Recorded data.
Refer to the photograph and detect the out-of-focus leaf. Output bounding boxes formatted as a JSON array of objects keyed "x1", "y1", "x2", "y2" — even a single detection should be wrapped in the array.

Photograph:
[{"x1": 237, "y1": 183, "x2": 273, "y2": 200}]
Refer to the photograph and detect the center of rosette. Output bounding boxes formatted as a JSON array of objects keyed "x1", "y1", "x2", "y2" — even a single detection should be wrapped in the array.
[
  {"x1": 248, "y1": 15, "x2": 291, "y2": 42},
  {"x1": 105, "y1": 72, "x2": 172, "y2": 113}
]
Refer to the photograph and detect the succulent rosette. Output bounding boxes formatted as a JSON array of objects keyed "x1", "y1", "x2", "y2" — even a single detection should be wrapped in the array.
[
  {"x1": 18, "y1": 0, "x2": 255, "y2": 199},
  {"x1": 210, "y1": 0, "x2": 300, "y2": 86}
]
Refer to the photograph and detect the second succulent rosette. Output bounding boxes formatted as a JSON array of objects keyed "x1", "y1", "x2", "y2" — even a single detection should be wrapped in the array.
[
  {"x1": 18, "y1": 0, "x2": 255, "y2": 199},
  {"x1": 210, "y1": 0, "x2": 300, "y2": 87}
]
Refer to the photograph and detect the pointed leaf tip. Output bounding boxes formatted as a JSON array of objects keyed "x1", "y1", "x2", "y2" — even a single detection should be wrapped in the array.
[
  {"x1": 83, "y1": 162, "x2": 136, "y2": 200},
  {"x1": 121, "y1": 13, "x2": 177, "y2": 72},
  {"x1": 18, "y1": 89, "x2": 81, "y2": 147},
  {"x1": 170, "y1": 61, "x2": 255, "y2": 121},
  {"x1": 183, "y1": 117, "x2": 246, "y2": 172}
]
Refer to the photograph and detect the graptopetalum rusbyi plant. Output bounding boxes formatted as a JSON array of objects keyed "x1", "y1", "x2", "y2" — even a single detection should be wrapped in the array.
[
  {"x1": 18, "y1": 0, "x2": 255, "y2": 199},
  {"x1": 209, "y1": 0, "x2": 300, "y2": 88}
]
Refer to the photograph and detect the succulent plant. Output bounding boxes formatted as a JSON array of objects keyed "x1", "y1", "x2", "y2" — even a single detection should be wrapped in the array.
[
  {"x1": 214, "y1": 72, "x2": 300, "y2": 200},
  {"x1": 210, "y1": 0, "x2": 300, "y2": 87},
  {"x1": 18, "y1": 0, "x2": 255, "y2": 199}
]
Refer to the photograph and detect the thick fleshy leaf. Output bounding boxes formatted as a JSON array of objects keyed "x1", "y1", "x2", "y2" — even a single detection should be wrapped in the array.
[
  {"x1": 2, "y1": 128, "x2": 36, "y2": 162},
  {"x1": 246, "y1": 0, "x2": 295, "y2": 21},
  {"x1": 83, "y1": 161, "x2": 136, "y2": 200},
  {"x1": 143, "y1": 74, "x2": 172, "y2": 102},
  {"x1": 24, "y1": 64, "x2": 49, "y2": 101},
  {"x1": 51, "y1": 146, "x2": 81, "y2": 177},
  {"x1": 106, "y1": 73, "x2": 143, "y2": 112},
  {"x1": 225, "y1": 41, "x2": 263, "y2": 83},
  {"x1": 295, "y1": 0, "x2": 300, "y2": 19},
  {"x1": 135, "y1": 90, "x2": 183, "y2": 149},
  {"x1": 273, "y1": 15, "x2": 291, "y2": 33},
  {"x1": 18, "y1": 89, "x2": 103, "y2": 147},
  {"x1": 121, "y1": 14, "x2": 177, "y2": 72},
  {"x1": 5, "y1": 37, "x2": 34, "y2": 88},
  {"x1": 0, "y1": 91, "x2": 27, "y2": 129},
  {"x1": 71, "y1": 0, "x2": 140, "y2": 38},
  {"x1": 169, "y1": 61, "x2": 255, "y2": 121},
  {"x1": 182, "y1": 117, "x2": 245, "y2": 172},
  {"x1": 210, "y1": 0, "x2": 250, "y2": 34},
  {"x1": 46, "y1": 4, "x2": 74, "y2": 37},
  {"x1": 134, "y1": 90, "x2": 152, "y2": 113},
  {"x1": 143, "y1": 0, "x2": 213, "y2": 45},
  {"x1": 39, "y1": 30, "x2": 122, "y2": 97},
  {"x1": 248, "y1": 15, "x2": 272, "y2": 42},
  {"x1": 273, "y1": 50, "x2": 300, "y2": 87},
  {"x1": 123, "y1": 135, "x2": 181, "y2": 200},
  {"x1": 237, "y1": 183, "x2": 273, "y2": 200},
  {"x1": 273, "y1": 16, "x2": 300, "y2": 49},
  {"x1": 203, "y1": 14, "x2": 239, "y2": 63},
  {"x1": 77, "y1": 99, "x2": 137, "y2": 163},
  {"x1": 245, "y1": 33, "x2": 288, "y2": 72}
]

Task statement. Each entry in the data must be copied exactly.

Exercise answer.
Refer to the photograph and detect the out-of-focus leaf. Output bounding boxes formatted as a JSON array of objects keyed "x1", "y1", "x2", "y2" — even a single detection should be wrapped in the array.

Photograph:
[{"x1": 237, "y1": 183, "x2": 273, "y2": 200}]
Refer to the photograph and detect the center of rosette. Output bounding boxes formatted as a JSON array of objects keyed "x1", "y1", "x2", "y2" — even a single detection should be wrapped in the array.
[
  {"x1": 248, "y1": 15, "x2": 291, "y2": 42},
  {"x1": 105, "y1": 72, "x2": 172, "y2": 113}
]
Refer to the photograph and detect the succulent rosette. Output bounding boxes formatted as a JSON array of objects keyed "x1", "y1", "x2", "y2" — even a single detection should be wrapped in the array.
[
  {"x1": 18, "y1": 0, "x2": 255, "y2": 199},
  {"x1": 210, "y1": 0, "x2": 300, "y2": 86}
]
Refer to the photograph and detect the second succulent rosette. Output bounding boxes formatted as a JSON array of objects keyed "x1", "y1", "x2", "y2" — even a single detection should be wrapped in the array.
[
  {"x1": 18, "y1": 0, "x2": 255, "y2": 199},
  {"x1": 210, "y1": 0, "x2": 300, "y2": 87}
]
Refer to the photograph and detect the pointed leaf tip. Output bounding boxes formatted as a JSON array of objects keyed "x1", "y1", "x2", "y2" — even a single detection should be wrapped in the array.
[
  {"x1": 83, "y1": 162, "x2": 136, "y2": 200},
  {"x1": 121, "y1": 13, "x2": 177, "y2": 72},
  {"x1": 18, "y1": 89, "x2": 81, "y2": 147},
  {"x1": 170, "y1": 61, "x2": 255, "y2": 121},
  {"x1": 183, "y1": 117, "x2": 246, "y2": 172}
]
Refer to the photograph and detect the graptopetalum rusbyi plant. Output bounding boxes formatted as a JSON array of objects keyed "x1", "y1", "x2", "y2" — even a single detection should be wrapped in the array.
[
  {"x1": 18, "y1": 0, "x2": 255, "y2": 199},
  {"x1": 209, "y1": 0, "x2": 300, "y2": 88}
]
Refer to the photograph and detect the succulent plant. Output bounding boxes formatted as a JSON array of objects keyed "x1", "y1", "x2", "y2" — even a single detection should be wrapped in the array.
[
  {"x1": 214, "y1": 72, "x2": 300, "y2": 200},
  {"x1": 210, "y1": 0, "x2": 300, "y2": 87},
  {"x1": 18, "y1": 0, "x2": 255, "y2": 199}
]
Refer to the photograph and detect the thick fleshy leaf. Output bounding boxes formatted as a JSON array of objects keyed "x1", "y1", "x2", "y2" — even a single detection should be wrapped in the array.
[
  {"x1": 2, "y1": 128, "x2": 36, "y2": 162},
  {"x1": 246, "y1": 0, "x2": 295, "y2": 21},
  {"x1": 83, "y1": 161, "x2": 136, "y2": 200},
  {"x1": 143, "y1": 74, "x2": 172, "y2": 102},
  {"x1": 24, "y1": 64, "x2": 49, "y2": 101},
  {"x1": 51, "y1": 146, "x2": 81, "y2": 177},
  {"x1": 106, "y1": 73, "x2": 143, "y2": 112},
  {"x1": 225, "y1": 41, "x2": 263, "y2": 83},
  {"x1": 295, "y1": 0, "x2": 300, "y2": 19},
  {"x1": 135, "y1": 90, "x2": 183, "y2": 149},
  {"x1": 273, "y1": 15, "x2": 291, "y2": 33},
  {"x1": 18, "y1": 89, "x2": 103, "y2": 147},
  {"x1": 121, "y1": 14, "x2": 177, "y2": 72},
  {"x1": 5, "y1": 37, "x2": 34, "y2": 88},
  {"x1": 0, "y1": 91, "x2": 27, "y2": 129},
  {"x1": 71, "y1": 0, "x2": 140, "y2": 38},
  {"x1": 169, "y1": 61, "x2": 255, "y2": 121},
  {"x1": 182, "y1": 117, "x2": 245, "y2": 172},
  {"x1": 210, "y1": 0, "x2": 250, "y2": 34},
  {"x1": 46, "y1": 4, "x2": 74, "y2": 37},
  {"x1": 134, "y1": 90, "x2": 152, "y2": 113},
  {"x1": 143, "y1": 0, "x2": 213, "y2": 45},
  {"x1": 39, "y1": 30, "x2": 122, "y2": 97},
  {"x1": 248, "y1": 15, "x2": 272, "y2": 42},
  {"x1": 273, "y1": 50, "x2": 300, "y2": 87},
  {"x1": 123, "y1": 135, "x2": 181, "y2": 200},
  {"x1": 237, "y1": 183, "x2": 273, "y2": 200},
  {"x1": 273, "y1": 16, "x2": 300, "y2": 49},
  {"x1": 203, "y1": 14, "x2": 239, "y2": 63},
  {"x1": 77, "y1": 99, "x2": 137, "y2": 163},
  {"x1": 245, "y1": 33, "x2": 288, "y2": 72}
]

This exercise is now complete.